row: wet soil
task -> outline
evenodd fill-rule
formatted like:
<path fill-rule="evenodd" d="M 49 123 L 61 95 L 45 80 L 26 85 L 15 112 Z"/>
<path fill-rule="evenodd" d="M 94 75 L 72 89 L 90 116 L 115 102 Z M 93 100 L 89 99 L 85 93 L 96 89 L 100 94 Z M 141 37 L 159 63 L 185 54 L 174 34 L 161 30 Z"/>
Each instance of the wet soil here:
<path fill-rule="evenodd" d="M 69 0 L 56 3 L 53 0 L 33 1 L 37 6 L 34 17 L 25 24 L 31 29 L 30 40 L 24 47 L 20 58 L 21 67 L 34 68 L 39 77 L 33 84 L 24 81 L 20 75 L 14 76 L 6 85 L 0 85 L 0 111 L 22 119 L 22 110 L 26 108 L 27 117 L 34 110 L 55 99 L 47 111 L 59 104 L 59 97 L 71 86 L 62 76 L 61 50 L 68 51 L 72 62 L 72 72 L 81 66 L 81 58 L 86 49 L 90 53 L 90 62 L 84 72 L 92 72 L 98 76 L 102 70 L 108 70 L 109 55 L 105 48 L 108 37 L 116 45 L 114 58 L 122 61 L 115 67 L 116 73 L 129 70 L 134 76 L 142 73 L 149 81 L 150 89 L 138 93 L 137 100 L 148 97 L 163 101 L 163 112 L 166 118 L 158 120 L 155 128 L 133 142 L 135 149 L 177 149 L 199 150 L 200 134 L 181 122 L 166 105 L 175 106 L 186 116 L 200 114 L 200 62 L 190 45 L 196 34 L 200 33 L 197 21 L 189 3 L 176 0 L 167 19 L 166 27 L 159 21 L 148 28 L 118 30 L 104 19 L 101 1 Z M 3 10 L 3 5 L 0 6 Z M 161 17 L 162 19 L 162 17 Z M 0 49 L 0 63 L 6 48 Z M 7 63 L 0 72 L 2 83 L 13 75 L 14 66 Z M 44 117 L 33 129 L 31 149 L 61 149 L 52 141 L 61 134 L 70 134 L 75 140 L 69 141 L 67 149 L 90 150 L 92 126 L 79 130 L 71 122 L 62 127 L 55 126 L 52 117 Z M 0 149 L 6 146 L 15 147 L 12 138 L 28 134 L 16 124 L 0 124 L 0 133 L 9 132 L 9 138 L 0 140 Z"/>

> **Required work**
Put every line of the rows above into a two-column Markdown table headed Number and Record line. Number each line in order, and skip any blank lines.

> **Response to this exercise**
| Number | Record line |
|---|---|
| 1 | row: wet soil |
| 2 | task -> outline |
| 3 | evenodd fill-rule |
| 4 | formatted like: |
| 5 | <path fill-rule="evenodd" d="M 49 123 L 61 95 L 45 80 L 26 85 L 15 112 Z"/> |
| 6 | <path fill-rule="evenodd" d="M 94 75 L 72 89 L 90 116 L 115 102 Z M 93 100 L 89 99 L 85 93 L 96 89 L 100 94 Z M 141 37 L 159 63 L 185 54 L 174 34 L 161 30 Z"/> |
| 7 | Each instance of the wet soil here: |
| 8 | <path fill-rule="evenodd" d="M 69 0 L 56 3 L 53 0 L 33 1 L 37 6 L 34 17 L 25 24 L 31 29 L 30 40 L 24 47 L 20 58 L 21 67 L 34 68 L 39 77 L 33 84 L 24 81 L 20 75 L 14 76 L 6 85 L 0 85 L 0 111 L 22 119 L 22 110 L 26 108 L 27 117 L 34 110 L 55 99 L 47 111 L 59 104 L 59 97 L 71 86 L 62 76 L 61 50 L 68 51 L 72 62 L 72 72 L 81 66 L 81 58 L 86 49 L 90 53 L 90 62 L 84 72 L 92 72 L 98 76 L 102 70 L 108 70 L 109 55 L 105 48 L 108 37 L 116 45 L 114 58 L 122 61 L 115 67 L 116 73 L 129 70 L 134 76 L 142 73 L 149 81 L 150 89 L 138 93 L 137 100 L 148 97 L 163 101 L 163 112 L 166 118 L 158 120 L 155 128 L 133 142 L 135 149 L 177 149 L 199 150 L 200 134 L 181 122 L 166 105 L 175 106 L 186 116 L 200 114 L 200 62 L 190 45 L 196 34 L 200 33 L 197 21 L 189 3 L 176 0 L 167 19 L 166 27 L 159 21 L 148 28 L 118 30 L 104 19 L 101 1 Z M 3 10 L 3 5 L 0 6 Z M 161 17 L 162 19 L 162 17 Z M 0 49 L 0 63 L 6 48 Z M 7 63 L 0 72 L 2 83 L 13 75 L 14 66 Z M 44 117 L 33 129 L 31 149 L 61 149 L 52 141 L 61 134 L 70 134 L 75 140 L 69 141 L 67 149 L 90 150 L 92 126 L 79 130 L 71 122 L 62 127 L 55 126 L 52 117 Z M 0 149 L 6 146 L 15 147 L 12 138 L 28 134 L 16 124 L 0 124 L 0 133 L 9 132 L 9 138 L 0 140 Z"/> |